* **Assigned task**
Please repeat the passage of the STD article from "Other common symptoms" to "is so important." word for word.

How to protect yourself from STDs

How to protect yourself from STDs

Sexually transmitted diseases are a legitimate worry; STD rates are on the rise and with 20 million new infections every year.

You need to be aware of the risks, symptoms and treatments for STDs — also known as sexually transmitted diseases — and see your gynecologist if you think you may have caught one. While STDs are out there, "there are things you can do to minimize your risk," said Khai Ling Tan, MD, an OB/GYN practicing at HonorHealth.

She noted that STDs are more common than you probably think. You should seek treatment if you're experiencing symptoms and make regular STD testing part of your overall health care plan. Also, realize that STDs don't carry the stigma they did decades ago.

Common STDs include syphilis, gonorrhea, HIV/AIDS, herpes, chlamydia, hepatitis B, trichomoniasis and HPV. The most common STD is the human papillomavirus (HPV), a family of 40 different viruses. They're classified as either low-risk or high-risk. Low-risk viruses cause genital warts, bumps and/or itching as the most common symptoms. The high risk strains usually present with abnormal Pap results which carry a higher risk of cervical cancer later in life.

Other common symptoms of STDs include abnormal vaginal discharge, pain during urination or sex, and physical changes in the genitalia. Keep in mind: Just because you don't have symptoms doesn't mean you don't have an STD. That's why regular testing is so important.

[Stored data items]
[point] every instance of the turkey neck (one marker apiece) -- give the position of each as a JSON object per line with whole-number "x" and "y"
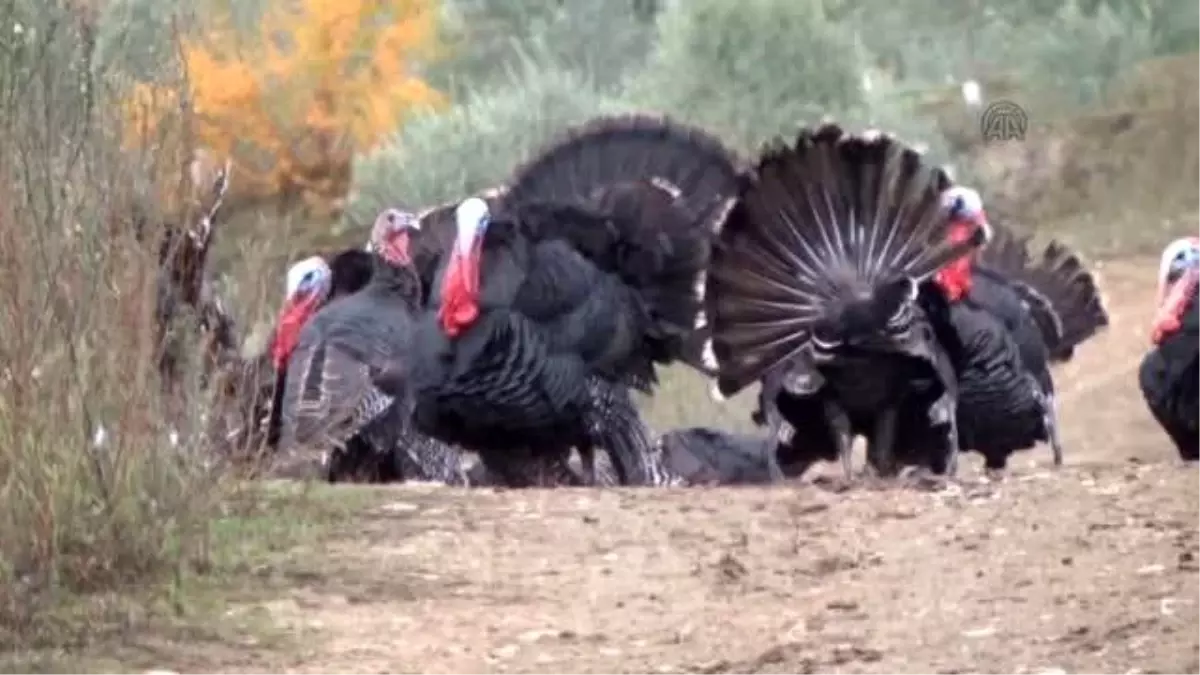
{"x": 395, "y": 281}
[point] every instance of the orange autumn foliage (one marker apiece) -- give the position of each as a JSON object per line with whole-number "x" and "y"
{"x": 293, "y": 101}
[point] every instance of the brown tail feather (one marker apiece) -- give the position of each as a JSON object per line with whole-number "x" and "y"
{"x": 1063, "y": 296}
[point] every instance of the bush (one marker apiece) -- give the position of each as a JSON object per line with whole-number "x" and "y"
{"x": 487, "y": 41}
{"x": 474, "y": 145}
{"x": 297, "y": 93}
{"x": 94, "y": 499}
{"x": 751, "y": 70}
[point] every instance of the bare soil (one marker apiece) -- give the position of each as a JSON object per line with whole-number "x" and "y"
{"x": 1091, "y": 568}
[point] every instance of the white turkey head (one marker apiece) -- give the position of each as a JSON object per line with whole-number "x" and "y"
{"x": 964, "y": 213}
{"x": 307, "y": 286}
{"x": 1177, "y": 258}
{"x": 391, "y": 236}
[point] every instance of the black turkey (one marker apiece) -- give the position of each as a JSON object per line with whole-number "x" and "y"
{"x": 567, "y": 291}
{"x": 821, "y": 286}
{"x": 329, "y": 352}
{"x": 1170, "y": 372}
{"x": 1015, "y": 318}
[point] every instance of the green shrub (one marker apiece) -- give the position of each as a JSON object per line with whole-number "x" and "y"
{"x": 751, "y": 70}
{"x": 85, "y": 512}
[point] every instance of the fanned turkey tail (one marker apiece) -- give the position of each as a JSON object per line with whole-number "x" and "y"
{"x": 1063, "y": 296}
{"x": 821, "y": 223}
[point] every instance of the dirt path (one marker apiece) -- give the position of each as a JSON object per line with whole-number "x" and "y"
{"x": 1095, "y": 568}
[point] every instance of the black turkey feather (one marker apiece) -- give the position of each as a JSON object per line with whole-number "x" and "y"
{"x": 1019, "y": 316}
{"x": 1062, "y": 293}
{"x": 821, "y": 278}
{"x": 330, "y": 350}
{"x": 835, "y": 223}
{"x": 583, "y": 273}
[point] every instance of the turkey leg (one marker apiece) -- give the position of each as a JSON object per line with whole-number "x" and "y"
{"x": 881, "y": 451}
{"x": 839, "y": 425}
{"x": 1050, "y": 420}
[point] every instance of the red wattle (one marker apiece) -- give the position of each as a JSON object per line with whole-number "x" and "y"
{"x": 460, "y": 308}
{"x": 1170, "y": 312}
{"x": 954, "y": 279}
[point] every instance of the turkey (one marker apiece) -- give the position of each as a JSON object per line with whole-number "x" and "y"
{"x": 1170, "y": 372}
{"x": 822, "y": 287}
{"x": 329, "y": 353}
{"x": 345, "y": 273}
{"x": 1007, "y": 327}
{"x": 567, "y": 292}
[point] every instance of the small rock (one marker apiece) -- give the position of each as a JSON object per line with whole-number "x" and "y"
{"x": 507, "y": 651}
{"x": 531, "y": 637}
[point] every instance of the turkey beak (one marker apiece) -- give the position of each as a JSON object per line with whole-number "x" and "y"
{"x": 396, "y": 248}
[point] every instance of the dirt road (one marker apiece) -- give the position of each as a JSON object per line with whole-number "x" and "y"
{"x": 1093, "y": 568}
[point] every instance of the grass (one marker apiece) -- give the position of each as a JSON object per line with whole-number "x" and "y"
{"x": 267, "y": 538}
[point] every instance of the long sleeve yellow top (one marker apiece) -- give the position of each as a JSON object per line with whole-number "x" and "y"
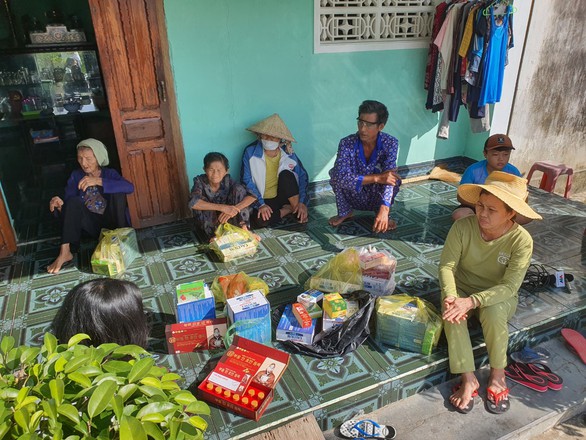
{"x": 490, "y": 272}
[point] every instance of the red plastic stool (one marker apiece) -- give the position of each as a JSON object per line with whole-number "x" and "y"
{"x": 551, "y": 172}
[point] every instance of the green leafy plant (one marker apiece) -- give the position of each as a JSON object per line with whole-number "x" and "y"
{"x": 72, "y": 391}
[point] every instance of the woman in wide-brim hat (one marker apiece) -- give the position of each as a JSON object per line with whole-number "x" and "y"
{"x": 274, "y": 174}
{"x": 482, "y": 266}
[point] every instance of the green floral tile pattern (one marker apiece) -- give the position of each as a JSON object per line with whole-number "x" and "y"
{"x": 332, "y": 389}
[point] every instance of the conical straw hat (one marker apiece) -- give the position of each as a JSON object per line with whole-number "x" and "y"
{"x": 273, "y": 126}
{"x": 510, "y": 189}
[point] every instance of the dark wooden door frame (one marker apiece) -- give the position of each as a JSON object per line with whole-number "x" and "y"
{"x": 134, "y": 52}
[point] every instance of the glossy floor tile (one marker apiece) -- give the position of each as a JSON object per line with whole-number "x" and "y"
{"x": 331, "y": 389}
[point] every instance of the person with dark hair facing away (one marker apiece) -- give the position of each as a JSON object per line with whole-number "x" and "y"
{"x": 364, "y": 175}
{"x": 497, "y": 152}
{"x": 95, "y": 198}
{"x": 216, "y": 198}
{"x": 106, "y": 309}
{"x": 274, "y": 174}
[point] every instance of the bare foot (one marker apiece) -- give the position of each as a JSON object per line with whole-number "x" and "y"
{"x": 64, "y": 256}
{"x": 391, "y": 226}
{"x": 497, "y": 381}
{"x": 337, "y": 219}
{"x": 463, "y": 395}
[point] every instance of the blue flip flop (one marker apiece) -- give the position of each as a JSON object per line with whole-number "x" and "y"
{"x": 366, "y": 429}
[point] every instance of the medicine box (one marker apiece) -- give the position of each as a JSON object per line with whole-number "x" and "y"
{"x": 250, "y": 315}
{"x": 186, "y": 337}
{"x": 290, "y": 330}
{"x": 244, "y": 379}
{"x": 195, "y": 302}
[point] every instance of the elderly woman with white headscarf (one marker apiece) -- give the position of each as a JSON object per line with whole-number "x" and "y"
{"x": 95, "y": 198}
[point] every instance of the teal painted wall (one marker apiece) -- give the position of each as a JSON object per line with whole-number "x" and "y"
{"x": 238, "y": 61}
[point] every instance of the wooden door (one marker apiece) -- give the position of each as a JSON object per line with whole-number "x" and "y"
{"x": 7, "y": 237}
{"x": 133, "y": 49}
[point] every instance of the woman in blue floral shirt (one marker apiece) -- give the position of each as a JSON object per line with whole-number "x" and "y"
{"x": 364, "y": 176}
{"x": 216, "y": 198}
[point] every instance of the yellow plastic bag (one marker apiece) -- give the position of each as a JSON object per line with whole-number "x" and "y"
{"x": 233, "y": 242}
{"x": 116, "y": 250}
{"x": 229, "y": 286}
{"x": 407, "y": 322}
{"x": 340, "y": 274}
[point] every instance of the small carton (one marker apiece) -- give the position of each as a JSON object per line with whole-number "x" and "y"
{"x": 195, "y": 302}
{"x": 289, "y": 329}
{"x": 250, "y": 314}
{"x": 303, "y": 318}
{"x": 373, "y": 259}
{"x": 310, "y": 297}
{"x": 328, "y": 322}
{"x": 334, "y": 305}
{"x": 244, "y": 379}
{"x": 186, "y": 337}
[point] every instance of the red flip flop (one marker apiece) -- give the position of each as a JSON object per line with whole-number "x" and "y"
{"x": 554, "y": 381}
{"x": 470, "y": 405}
{"x": 523, "y": 375}
{"x": 576, "y": 341}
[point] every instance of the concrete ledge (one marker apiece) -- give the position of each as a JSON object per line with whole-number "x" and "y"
{"x": 429, "y": 414}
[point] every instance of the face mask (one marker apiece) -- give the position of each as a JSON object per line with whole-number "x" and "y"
{"x": 269, "y": 145}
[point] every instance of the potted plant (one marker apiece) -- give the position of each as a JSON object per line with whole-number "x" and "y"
{"x": 73, "y": 391}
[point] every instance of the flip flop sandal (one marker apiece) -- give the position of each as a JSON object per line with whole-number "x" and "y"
{"x": 523, "y": 375}
{"x": 470, "y": 405}
{"x": 529, "y": 355}
{"x": 366, "y": 429}
{"x": 497, "y": 403}
{"x": 554, "y": 381}
{"x": 576, "y": 341}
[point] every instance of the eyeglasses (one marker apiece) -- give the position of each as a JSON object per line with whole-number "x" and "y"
{"x": 362, "y": 123}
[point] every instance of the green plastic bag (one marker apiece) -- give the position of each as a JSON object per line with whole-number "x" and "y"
{"x": 407, "y": 322}
{"x": 340, "y": 274}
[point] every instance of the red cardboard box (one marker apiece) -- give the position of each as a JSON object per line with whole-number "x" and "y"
{"x": 247, "y": 370}
{"x": 199, "y": 335}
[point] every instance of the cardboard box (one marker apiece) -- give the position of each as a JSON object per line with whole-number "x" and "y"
{"x": 200, "y": 335}
{"x": 195, "y": 301}
{"x": 290, "y": 330}
{"x": 334, "y": 305}
{"x": 232, "y": 245}
{"x": 246, "y": 368}
{"x": 327, "y": 285}
{"x": 116, "y": 250}
{"x": 250, "y": 314}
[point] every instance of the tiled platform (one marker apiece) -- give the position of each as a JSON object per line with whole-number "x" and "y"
{"x": 331, "y": 389}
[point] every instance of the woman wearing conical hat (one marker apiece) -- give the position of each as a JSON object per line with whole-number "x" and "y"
{"x": 274, "y": 174}
{"x": 482, "y": 266}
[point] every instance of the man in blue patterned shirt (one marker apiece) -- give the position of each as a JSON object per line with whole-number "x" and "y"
{"x": 364, "y": 175}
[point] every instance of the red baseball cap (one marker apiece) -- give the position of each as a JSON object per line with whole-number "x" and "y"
{"x": 498, "y": 141}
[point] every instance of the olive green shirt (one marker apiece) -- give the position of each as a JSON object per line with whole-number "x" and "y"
{"x": 490, "y": 272}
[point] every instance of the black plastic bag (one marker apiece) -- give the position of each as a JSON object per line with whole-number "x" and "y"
{"x": 340, "y": 340}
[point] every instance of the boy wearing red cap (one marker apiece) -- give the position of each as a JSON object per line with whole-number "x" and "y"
{"x": 497, "y": 152}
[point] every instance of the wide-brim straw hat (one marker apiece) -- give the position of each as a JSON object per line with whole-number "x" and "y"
{"x": 273, "y": 126}
{"x": 508, "y": 188}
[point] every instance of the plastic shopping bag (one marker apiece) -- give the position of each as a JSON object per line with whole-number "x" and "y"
{"x": 232, "y": 242}
{"x": 229, "y": 286}
{"x": 340, "y": 274}
{"x": 116, "y": 250}
{"x": 408, "y": 322}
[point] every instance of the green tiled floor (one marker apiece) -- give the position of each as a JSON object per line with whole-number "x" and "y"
{"x": 331, "y": 389}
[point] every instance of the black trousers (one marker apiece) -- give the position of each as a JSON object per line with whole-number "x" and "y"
{"x": 76, "y": 218}
{"x": 287, "y": 187}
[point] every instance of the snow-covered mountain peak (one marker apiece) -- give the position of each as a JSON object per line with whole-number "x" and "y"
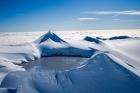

* **Finished task**
Other common symptoms of STDs include abnormal vaginal discharge, pain during urination or sex, and physical changes in the genitalia. Keep in mind: Just because you don't have symptoms doesn't mean you don't have an STD. That's why regular testing is so important.